§ **EXERCISES TO COMPLETE**
A - In the article on Boris homes, condense the paragraph beginning "In addition to the changes to existing solutions" into a shorter version that keeps its main facts.
B - Reproduce the part of the Boris homes article starting at "Much of this" and ending at "long-term community benefit.".

You are here: Home - News -

First Boris bikes..now Boris homes

by: Andrew Baddeley-Chappell
  • 11/09/2012
  • 0
First Boris bikes..now Boris homes
For some time, Britain's housing and mortgage markets have operated a range of parallel schemes providing options for those unable to compete effectively in the open market.

As these schemes have developed and matured, the dividing lines between them and the mass market has become increasingly blurred.

Much of this has been good news. For example, social housing has become far more integrated into new developments and new communities.

But lines have become blurred between those who need help and support and those making their decisions out of choice. The equity share market is a good example.

In addition to the changes to existing solutions, new products have appeared on the market. NewBuy uses an alternative scheme to support lending at higher loans to value. At the same time, we have also seen the emergence of Community Land Trusts (CLTs) aligned to the localism agenda and aimed at providing sustainable and affordable housing developments on a local scale.

A CLT is a non-profit, community-based organisation, run by volunteers that develops housing at affordable levels for long-term community benefit.

By separating the value of the building from the land it stands on, CLTs offer an alternative route through which homes can be created and sold affordably, without the need to deliver a profit at any point in the process. It is not just a rural model, given that only last month, the Mayor of London, Boris Johnson, signed a deal to develop a large urban CLT in London.

§ **RECORDS PROVIDED**
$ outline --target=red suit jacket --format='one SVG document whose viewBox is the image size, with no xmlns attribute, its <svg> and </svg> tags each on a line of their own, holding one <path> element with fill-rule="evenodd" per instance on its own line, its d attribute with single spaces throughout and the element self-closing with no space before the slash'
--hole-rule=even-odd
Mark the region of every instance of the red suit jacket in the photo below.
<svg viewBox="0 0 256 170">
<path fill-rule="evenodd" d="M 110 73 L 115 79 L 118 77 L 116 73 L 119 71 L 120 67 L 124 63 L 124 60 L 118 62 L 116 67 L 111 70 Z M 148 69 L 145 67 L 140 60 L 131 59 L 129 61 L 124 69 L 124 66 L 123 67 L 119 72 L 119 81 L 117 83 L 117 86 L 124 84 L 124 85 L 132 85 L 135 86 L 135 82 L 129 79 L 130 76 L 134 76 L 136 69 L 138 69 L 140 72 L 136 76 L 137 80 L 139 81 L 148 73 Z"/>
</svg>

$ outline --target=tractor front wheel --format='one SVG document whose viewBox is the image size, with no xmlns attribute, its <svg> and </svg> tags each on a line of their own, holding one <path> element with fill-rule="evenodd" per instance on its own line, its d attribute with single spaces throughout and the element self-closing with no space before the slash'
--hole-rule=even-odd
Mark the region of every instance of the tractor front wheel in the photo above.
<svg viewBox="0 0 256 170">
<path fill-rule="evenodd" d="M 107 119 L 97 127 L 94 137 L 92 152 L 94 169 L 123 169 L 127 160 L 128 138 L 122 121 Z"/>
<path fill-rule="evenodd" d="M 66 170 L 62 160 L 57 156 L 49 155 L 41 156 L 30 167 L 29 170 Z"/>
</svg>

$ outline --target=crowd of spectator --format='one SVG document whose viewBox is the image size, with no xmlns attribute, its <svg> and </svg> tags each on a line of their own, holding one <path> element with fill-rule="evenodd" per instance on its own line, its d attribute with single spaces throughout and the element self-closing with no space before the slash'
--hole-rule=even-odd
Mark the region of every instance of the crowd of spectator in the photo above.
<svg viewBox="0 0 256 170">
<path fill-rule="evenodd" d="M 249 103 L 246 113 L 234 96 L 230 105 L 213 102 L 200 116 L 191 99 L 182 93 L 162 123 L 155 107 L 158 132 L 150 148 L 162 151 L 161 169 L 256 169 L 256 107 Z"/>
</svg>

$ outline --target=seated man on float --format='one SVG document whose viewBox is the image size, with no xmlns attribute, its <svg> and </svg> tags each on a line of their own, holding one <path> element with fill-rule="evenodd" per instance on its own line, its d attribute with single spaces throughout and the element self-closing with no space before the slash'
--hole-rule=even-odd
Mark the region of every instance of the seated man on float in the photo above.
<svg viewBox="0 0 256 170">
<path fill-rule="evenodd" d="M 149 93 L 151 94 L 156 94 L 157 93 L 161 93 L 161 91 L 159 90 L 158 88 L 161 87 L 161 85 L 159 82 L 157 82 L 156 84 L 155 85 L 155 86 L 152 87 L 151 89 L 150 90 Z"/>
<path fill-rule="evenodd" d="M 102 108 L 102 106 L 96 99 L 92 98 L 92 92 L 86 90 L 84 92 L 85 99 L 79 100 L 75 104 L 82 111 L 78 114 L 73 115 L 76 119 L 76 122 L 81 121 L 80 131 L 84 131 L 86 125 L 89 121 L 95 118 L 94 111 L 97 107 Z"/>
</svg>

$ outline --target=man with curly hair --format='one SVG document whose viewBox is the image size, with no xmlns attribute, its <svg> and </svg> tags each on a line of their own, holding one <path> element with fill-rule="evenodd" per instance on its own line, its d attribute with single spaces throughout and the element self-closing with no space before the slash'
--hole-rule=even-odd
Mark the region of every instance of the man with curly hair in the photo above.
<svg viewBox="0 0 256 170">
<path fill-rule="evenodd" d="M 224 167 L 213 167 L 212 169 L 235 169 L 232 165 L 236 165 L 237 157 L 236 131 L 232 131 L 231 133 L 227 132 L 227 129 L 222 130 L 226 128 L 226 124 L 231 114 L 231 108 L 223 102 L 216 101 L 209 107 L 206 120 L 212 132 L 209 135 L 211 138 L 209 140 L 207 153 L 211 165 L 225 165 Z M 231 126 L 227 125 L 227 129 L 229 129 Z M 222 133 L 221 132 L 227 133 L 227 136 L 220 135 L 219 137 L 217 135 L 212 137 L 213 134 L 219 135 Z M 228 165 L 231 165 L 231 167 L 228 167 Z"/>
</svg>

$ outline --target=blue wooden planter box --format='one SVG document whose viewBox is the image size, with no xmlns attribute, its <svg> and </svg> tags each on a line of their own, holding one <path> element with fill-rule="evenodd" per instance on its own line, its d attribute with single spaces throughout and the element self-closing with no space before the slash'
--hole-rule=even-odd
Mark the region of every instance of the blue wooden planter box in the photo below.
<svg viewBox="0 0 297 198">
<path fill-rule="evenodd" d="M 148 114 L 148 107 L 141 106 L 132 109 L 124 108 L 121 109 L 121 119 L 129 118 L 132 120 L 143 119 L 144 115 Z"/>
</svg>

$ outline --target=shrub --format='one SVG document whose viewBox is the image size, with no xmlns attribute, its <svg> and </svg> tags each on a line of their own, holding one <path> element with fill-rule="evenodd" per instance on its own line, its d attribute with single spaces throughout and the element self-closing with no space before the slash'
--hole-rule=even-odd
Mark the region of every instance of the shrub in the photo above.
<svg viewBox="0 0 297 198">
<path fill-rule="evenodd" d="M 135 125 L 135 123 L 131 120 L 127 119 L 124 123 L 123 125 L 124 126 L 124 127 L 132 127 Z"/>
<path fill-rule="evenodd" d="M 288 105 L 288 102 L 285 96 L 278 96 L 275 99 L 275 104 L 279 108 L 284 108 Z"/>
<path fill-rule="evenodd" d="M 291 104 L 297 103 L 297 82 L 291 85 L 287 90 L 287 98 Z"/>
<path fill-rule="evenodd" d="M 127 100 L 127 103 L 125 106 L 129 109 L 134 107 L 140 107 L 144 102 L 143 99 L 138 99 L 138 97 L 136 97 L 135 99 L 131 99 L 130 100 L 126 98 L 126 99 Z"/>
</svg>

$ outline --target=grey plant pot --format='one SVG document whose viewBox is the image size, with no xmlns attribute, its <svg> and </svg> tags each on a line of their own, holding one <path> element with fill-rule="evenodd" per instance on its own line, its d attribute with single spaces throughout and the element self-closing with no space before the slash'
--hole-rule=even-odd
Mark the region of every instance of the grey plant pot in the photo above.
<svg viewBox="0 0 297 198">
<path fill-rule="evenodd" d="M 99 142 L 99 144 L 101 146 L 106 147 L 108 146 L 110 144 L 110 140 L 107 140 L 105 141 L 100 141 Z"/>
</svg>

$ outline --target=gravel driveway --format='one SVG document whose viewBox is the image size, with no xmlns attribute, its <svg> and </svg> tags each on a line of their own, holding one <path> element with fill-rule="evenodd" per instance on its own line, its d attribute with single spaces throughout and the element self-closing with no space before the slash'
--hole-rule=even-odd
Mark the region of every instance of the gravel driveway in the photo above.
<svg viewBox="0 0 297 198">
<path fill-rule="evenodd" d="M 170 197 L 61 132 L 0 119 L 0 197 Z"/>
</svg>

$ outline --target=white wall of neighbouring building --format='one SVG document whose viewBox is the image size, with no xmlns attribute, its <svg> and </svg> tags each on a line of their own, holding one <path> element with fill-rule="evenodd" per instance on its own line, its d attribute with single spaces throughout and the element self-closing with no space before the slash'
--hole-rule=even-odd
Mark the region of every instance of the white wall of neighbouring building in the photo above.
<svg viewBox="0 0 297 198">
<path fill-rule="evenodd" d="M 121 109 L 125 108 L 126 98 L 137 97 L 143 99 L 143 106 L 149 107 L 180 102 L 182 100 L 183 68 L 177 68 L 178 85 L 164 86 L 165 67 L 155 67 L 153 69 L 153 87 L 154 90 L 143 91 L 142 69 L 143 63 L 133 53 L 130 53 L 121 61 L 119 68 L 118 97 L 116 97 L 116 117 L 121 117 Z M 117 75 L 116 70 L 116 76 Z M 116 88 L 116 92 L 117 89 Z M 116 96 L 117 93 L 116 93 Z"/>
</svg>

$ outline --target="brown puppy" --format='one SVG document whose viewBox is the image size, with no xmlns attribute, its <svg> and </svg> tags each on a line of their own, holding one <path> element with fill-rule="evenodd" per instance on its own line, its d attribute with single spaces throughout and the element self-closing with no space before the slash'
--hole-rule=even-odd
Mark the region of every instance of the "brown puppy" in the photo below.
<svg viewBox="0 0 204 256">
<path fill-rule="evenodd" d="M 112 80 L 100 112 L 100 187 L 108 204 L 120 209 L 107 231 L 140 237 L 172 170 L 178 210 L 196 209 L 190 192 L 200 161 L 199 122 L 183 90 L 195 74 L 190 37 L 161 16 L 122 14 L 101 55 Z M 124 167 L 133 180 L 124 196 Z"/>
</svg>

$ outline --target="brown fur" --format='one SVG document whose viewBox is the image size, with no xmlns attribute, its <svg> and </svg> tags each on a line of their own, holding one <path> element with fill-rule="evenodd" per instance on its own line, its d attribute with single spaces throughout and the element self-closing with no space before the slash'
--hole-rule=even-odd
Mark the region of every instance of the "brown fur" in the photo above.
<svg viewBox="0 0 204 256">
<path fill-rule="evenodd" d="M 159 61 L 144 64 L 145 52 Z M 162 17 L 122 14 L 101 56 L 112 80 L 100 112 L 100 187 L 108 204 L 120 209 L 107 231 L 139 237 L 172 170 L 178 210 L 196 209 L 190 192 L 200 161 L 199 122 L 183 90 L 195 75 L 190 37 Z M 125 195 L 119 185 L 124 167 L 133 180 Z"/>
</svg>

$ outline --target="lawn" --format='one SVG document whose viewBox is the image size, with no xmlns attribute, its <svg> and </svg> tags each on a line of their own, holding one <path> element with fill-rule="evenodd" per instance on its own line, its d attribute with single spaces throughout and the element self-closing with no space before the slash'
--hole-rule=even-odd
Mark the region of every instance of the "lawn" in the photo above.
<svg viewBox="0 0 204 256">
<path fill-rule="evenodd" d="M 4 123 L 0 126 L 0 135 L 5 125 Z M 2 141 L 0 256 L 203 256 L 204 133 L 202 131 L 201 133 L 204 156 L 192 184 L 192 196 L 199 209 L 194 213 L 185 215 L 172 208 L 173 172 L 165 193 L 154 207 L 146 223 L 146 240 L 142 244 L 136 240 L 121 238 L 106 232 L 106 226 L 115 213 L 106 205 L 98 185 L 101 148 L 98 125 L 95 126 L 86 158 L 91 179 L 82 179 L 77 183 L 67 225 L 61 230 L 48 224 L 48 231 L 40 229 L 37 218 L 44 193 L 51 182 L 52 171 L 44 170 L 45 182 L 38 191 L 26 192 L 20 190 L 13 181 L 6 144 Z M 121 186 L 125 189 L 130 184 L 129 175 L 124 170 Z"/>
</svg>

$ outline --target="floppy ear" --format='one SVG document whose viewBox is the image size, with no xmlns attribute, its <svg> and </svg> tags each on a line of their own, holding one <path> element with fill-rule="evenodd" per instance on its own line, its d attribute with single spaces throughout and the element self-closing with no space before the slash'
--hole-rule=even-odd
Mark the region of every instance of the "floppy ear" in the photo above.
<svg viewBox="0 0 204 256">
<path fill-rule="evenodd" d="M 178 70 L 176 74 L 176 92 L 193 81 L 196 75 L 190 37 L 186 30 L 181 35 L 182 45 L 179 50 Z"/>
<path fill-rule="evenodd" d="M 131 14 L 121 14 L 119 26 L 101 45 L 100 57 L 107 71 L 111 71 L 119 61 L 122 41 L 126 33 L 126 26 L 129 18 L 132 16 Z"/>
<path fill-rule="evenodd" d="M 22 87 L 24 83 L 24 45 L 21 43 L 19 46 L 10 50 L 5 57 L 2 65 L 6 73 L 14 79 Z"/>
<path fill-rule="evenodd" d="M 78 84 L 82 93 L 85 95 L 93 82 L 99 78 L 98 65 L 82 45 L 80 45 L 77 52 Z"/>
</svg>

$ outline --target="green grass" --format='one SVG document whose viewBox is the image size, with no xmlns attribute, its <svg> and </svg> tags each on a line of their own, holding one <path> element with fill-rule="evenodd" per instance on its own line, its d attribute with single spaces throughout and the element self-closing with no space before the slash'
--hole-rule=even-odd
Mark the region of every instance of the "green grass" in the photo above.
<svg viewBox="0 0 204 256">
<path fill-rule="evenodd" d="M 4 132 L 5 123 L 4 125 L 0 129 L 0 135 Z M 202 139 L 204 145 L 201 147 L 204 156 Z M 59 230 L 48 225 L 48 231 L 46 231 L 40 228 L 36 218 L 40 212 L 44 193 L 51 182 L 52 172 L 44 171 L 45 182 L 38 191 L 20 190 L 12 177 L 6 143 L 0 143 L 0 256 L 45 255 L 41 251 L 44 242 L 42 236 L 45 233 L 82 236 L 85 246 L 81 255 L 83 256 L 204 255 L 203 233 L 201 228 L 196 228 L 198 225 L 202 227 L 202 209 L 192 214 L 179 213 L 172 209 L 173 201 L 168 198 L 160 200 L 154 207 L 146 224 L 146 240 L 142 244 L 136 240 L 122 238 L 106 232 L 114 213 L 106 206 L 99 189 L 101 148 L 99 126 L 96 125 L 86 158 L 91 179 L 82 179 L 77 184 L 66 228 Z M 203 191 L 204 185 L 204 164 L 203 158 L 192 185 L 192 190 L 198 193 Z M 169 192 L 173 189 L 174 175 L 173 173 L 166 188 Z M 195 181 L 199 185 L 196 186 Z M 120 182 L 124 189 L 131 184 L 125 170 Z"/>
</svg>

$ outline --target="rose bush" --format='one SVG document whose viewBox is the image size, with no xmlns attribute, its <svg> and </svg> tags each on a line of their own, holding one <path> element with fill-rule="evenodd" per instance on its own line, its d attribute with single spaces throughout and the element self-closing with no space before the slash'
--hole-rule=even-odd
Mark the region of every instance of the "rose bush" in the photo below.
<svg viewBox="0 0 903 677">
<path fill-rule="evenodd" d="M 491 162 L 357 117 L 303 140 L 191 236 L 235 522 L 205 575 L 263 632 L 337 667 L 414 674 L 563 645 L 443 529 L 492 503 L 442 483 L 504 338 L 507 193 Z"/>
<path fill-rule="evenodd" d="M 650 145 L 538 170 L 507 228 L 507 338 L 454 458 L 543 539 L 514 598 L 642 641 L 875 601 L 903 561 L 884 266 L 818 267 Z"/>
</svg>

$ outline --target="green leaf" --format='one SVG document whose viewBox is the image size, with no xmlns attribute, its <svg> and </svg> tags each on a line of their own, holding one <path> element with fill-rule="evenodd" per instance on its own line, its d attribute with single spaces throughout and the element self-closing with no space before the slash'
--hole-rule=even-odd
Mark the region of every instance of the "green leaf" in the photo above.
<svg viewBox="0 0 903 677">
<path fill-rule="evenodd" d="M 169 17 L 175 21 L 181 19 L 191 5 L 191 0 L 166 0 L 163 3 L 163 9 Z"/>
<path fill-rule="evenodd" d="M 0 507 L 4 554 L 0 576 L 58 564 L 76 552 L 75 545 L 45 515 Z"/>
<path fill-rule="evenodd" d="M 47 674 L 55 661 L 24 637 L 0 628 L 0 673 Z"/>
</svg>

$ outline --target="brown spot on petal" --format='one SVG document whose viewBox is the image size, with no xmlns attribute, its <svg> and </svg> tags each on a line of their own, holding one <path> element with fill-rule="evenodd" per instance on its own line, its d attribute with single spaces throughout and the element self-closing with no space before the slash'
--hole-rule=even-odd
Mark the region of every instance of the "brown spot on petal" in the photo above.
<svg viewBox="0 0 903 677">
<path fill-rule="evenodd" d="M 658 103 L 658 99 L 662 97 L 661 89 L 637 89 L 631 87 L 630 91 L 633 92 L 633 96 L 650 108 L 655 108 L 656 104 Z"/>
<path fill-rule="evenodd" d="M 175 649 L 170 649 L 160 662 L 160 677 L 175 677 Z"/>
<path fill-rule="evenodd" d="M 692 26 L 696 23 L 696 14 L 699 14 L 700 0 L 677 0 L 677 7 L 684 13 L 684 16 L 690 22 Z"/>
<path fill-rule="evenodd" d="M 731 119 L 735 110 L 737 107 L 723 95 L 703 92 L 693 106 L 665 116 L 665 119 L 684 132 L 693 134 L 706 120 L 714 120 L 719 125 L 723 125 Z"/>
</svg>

§ **RESULTS OF THE EXERCISE**
A - Beyond changes to existing solutions, new products have appeared. NewBuy uses an alternative scheme to support lending at higher loans to value. Community Land Trusts (CLTs) have also emerged. They are aligned to the localism agenda and aim to provide sustainable, affordable housing developments on a local scale.

B -
Much of this has been good news. For example, social housing has become far more integrated into new developments and new communities.

But lines have become blurred between those who need help and support and those making their decisions out of choice. The equity share market is a good example.

In addition to the changes to existing solutions, new products have appeared on the market. NewBuy uses an alternative scheme to support lending at higher loans to value. At the same time, we have also seen the emergence of Community Land Trusts (CLTs) aligned to the localism agenda and aimed at providing sustainable and affordable housing developments on a local scale.

A CLT is a non-profit, community-based organisation, run by volunteers that develops housing at affordable levels for long-term community benefit.